__TRY IT__.
Set down each line of the listing below exactly as it is written.
Top of THE INPUT
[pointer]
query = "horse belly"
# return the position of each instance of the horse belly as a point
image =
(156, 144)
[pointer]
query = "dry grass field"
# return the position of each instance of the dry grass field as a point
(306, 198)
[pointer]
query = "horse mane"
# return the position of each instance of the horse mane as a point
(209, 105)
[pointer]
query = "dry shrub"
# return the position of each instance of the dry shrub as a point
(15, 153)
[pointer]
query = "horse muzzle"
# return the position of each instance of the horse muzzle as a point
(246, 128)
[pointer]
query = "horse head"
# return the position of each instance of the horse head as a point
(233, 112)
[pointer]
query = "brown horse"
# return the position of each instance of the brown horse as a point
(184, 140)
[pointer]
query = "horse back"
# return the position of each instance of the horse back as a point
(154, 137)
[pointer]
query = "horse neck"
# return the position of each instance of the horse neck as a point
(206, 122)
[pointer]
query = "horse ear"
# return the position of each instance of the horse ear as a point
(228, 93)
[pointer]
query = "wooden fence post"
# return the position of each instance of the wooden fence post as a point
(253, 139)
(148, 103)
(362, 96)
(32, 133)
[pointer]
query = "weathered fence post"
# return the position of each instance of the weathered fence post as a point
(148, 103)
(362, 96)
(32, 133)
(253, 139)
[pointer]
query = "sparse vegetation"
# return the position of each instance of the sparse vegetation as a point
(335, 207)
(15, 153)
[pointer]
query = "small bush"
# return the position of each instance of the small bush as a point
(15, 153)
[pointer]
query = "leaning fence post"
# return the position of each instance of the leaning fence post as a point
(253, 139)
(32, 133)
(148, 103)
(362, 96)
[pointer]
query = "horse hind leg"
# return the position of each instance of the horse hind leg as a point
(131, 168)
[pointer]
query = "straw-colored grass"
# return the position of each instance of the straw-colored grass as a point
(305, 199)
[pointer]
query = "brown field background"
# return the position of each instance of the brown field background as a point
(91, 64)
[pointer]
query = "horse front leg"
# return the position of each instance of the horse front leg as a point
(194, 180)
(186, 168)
Bottom of THE INPUT
__ANSWER SECTION__.
[pointer]
query = "horse belly"
# return the position of each instance of the horse belly as a point
image =
(156, 144)
[pointer]
query = "dry grass field"
# return the position of each instance of the dry grass field as a point
(306, 198)
[pointer]
query = "horse mane"
# return the position of each instance of the horse mane as a point
(209, 105)
[pointer]
query = "dry shrub"
# return the position of each instance of the dry shrub as a point
(15, 153)
[pointer]
query = "horse muzzle"
# return the position of each instance of the horse muzzle as a point
(246, 128)
[pointer]
query = "horse head"
# return the position of each instance of the horse head as a point
(233, 112)
[pointer]
query = "brown horse"
# return the position of each instance of the brown horse as a point
(184, 140)
[pointer]
query = "horse back"
# return the position of each instance of the horse back as a point
(154, 137)
[pointer]
query = "horse neck"
# return the position of each instance of the horse neck as a point
(206, 122)
[pointer]
query = "horse ear"
# return the position of each instance of the horse ear as a point
(228, 93)
[pointer]
query = "wooden fence post"
# return the position of each instance of the wooden fence post as a point
(253, 139)
(148, 103)
(362, 96)
(32, 133)
[pointer]
query = "weathered fence post"
# return the position of each instance of the weathered fence post as a point
(148, 103)
(362, 96)
(32, 133)
(253, 139)
[pointer]
query = "sparse vegetation"
# return the position of each instance of the sparse vegetation as a point
(335, 207)
(15, 153)
[pointer]
query = "small bush"
# return the position of each instance of the small bush as a point
(15, 153)
[pointer]
query = "leaning fence post"
# return the position of each instance of the leaning fence post as a point
(253, 139)
(32, 133)
(148, 103)
(362, 96)
[pointer]
query = "horse hind leg"
# return the position of each instance of the horse hind leg as a point
(131, 168)
[pointer]
query = "straw-colored grass"
# return the position of each instance of the straw-colored grass as a point
(305, 199)
[pointer]
query = "brown field background"
# return the position of each instance of the brown field background as a point
(91, 64)
[pointer]
query = "horse front leg"
# return the position of each instance of the horse front leg as a point
(194, 180)
(186, 168)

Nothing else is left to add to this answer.